§ Exercise aim
Reproduce every item below in full, including the requests. Rescale each bounding-box coordinate in the answers by multiplying it by 2.6 and rounding to the nearest whole number, with halves rounded up.

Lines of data
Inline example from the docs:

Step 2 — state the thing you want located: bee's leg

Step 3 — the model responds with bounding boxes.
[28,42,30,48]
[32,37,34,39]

§ Completed exercise
Inline example from the docs:

Step 2 — state the thing you want located: bee's leg

Step 3 — the model responds with bounding boxes.
[73,109,78,125]
[83,96,88,101]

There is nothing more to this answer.